### TEXTO BASE
El padre sale del cuarto; a continuación vemos que, del clóset, sale el amante de la madre (novio de la hija como vemos más adelante): el "Chivito," que, como su nombre lo indica, va dejando su rastro por toda la casa. El padre asume seriamente su papel de protector de las buenas costumbres: encuentra a una hija que parece esperar "algo" y a la cual recomienda rezar para tranquilizar su conciencia. Desde los rostros de los actores, enmarcados en close up, el director de este cortometraje construye su crítica e ironía pues se encarga de forzar una beatitud que, como discurso, se fundamenta más en una actitud que en una "verdad naturalizada." Mientras la hija "se tranquiliza," el padre decide irse a "echar unos frijolitos" a la primer "casa chica" de las familias adineradas donde en un sinnúmero de obras surgen los "hijos bastardos," elementos emblemáticos de la cultura nacional. En la cocina, el padre y la sirvienta tienen relaciones sexuales frente a la olla de frijoles y a la imagen del santo Pascual, a quien la sirvienta le pide perdón por "esa" andanza. Asimismo, la sirvienta subvierte cómicamente el ícono de la virgen –que vemos por todas las paredes de la casa- cuando su amante-patrón le pone la falda sobre la cabeza emulando el disfraz de la santa patrona, convirtiendo así a lo virginal en un fetiche erótico. El clímax sexual que alcanzan todos los involucrados es acompañado de cantos gregorianos que a la misma vez van siguiendo el ritmo de la acción de la pantalla. Sin embargo, en esa doble moral que se entreteje con la culpa, ninguno de los tres miembros de la familia alcanza a completar su encuentro erótico por la interrupción externa de algún otro miembro de la familia. Así, el placer deseado –y sólo encontrado al margen de los discursos de su identidad principal y "legítima"- tiene que esperar. De este modo, padre e hija (y madre en la primera escena) dicen al despedirse de su amante particular o compartido: "me la debes."

### DATOS PROPORCIONADOS
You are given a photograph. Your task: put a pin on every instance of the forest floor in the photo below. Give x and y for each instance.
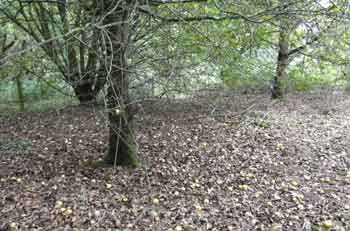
(229, 163)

### CONSIGNA DE TRABAJO
Responda estas preguntas sobre el texto del cortometraje:
(a) ¿Qué le recomienda el padre a la hija?
(b) ¿Frente a la imagen de qué santo tienen relaciones el padre y la sirvienta en la cocina?
(c) ¿Qué dicen padre e hija al despedirse de su amante?
Este material procede de una fuente distinta.

### SOLUCIÓN PROPUESTA
(a) Le recomienda rezar para tranquilizar su conciencia.
(b) Frente a la imagen del santo Pascual.
(c) Dicen: "me la debes."